Excerpt:

The coachload of young people of various ethnicities from Prijedor, Konjic, Sarajevo, Gradiska, Banja Luka and Tuzla departed from the capital last Saturday and travelled south to Mostar, stopping off at former detention camps where civilians were abused, tortured and killed along the way.

The bus stopped for the first time in Hadzici, where Bosniak civilians were detained in a wartime prison camp at a sports centre, and held a few minutes’ silence for those who were killed there in 1992.

They then went on to visit former camps at Celebici in Konjic, where Serb prisoners were detained, the Battle of Neretva Museum in Jablanica, where Croats were held, and Dretelj in Capljina, where Serbs and Bosniaks were imprisoned.

“All civilian victims should be remembered and paid respect as citizens of Bosnia and Herzegovina who were killed only because they belonged to another nationality,” said Emir Hodzic, one of the activists from Because It Concerns Me.

Source material:
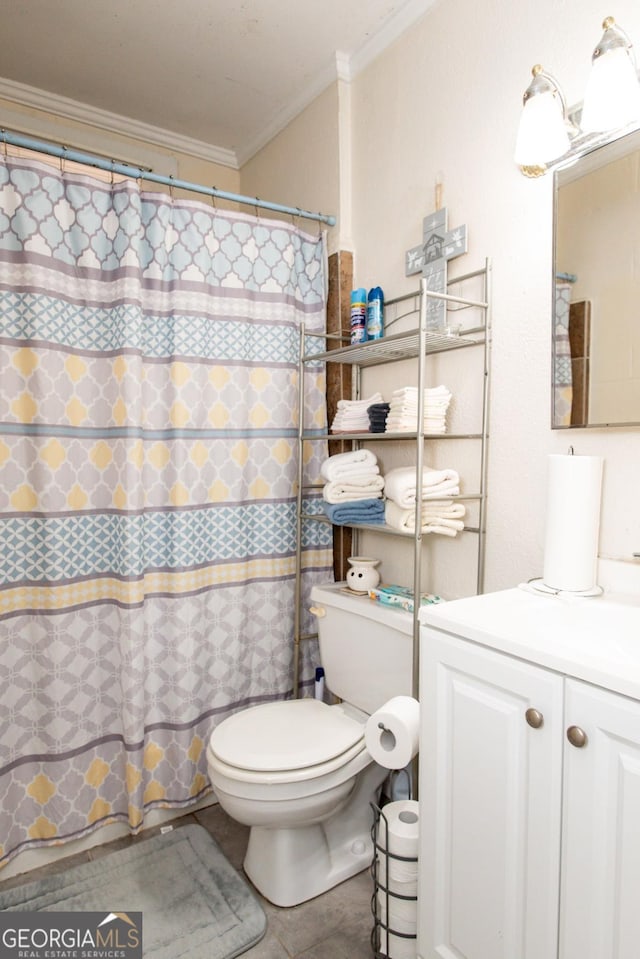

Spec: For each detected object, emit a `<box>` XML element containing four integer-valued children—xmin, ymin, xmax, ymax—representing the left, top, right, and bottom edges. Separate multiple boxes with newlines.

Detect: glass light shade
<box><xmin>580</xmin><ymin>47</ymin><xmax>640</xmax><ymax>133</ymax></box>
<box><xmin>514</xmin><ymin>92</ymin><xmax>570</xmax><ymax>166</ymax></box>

Work to complete:
1. Name every town the excerpt about the bus journey to former detention camps gives as a place the young people came from.
2. Write the next few sentences of the report on the young people's bus trip to former wartime camps, starting after its last sentence.

Outputs:
1. Prijedor, Konjic, Sarajevo, Gradiska, Banja Luka, Tuzla

2.
Another activist from Gradiska said that people’s suffering should be remembered by  Bosnians of all ethnicities because “that is the only path to reconciliation”.

However some locals they met along the route questioned whether all wartime atrocities should be marked with memorials. One local resident in Jablanica said: “The crimes should be forgotten in a way. I think only large places of suffering should be memorialised.”

The activists concluded their trip in Mostar, where they threw roses off the town’s Old Bridge, which was bombed during the conflict, in remembrance of all the victims of the 1992-95 war.